In the framework I propose, it is the operational aspect of working with diagrams, namely what is done with them, that must be taken into account and not their visual features nor the sentential information they can possibly carry. Diagram-users share something like the experience of seeing in a diagram what they have to, focusing their vision on a selection of relevant features, which will bring them, as rational agents, to understand and reproduce the relevant features of diagrams in a non mechanical way and without ‘damages’. The antidote to the suspicious view consists thus neither in assuming a visuocentric view nor in fixing a set of syntactic rules, but in considering how diagrams are manipulated, in continuous interaction with language and within a specific practice, in order to infer some new conclusion.

My view moves from a purely syntactic approach to a semantic and, indeed, pragmatic approach to problem solving. As Grosholz claims in regard to the epistemology of mathematics, there are reasons for pursuing this approach and even considering the use of language in terms of its representational role in an historical context [12]. Diagrams and figures are inherently ambiguous: the operations on them are what fixes their meaning.

#### Written exercise 1
Please transcribe everything in the passage on diagrams from "My view moves" down to "fixes their meaning.".
#### Written exercise 2
According to the passage on diagrams, what fixes the meaning of diagrams and figures?
Rely on the passage on diagrams alone.

#### Material
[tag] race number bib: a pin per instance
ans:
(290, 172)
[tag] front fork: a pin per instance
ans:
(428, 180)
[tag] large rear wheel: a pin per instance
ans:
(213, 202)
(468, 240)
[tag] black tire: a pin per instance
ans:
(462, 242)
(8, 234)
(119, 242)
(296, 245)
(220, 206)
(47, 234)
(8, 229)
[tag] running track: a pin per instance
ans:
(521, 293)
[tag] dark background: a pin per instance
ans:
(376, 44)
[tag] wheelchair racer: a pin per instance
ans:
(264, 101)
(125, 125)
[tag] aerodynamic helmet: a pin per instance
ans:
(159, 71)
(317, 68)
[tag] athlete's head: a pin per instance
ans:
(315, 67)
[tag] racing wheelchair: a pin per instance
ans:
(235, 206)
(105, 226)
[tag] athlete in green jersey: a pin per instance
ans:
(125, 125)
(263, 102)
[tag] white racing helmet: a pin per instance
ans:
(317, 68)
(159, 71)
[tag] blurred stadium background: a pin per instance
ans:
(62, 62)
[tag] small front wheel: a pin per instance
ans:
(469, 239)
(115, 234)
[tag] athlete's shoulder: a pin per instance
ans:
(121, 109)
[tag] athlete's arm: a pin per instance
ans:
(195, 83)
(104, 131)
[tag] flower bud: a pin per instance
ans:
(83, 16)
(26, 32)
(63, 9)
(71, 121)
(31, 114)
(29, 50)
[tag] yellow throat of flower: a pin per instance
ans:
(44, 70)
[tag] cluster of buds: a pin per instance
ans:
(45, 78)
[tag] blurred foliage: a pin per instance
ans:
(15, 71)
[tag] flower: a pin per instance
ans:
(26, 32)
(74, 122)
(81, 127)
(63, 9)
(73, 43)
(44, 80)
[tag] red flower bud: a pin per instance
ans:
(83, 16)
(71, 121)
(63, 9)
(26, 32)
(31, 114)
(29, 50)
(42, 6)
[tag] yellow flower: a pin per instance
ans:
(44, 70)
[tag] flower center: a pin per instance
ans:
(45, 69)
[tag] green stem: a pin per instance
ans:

#### Full solution 1
My view moves from a purely syntactic approach to a semantic and, indeed, pragmatic approach to problem solving. As Grosholz claims in regard to the epistemology of mathematics, there are reasons for pursuing this approach and even considering the use of language in terms of its representational role in an historical context [12]. Diagrams and figures are inherently ambiguous: the operations on them are what fixes their meaning.

#### Full solution 2
The operations on them fix their meaning.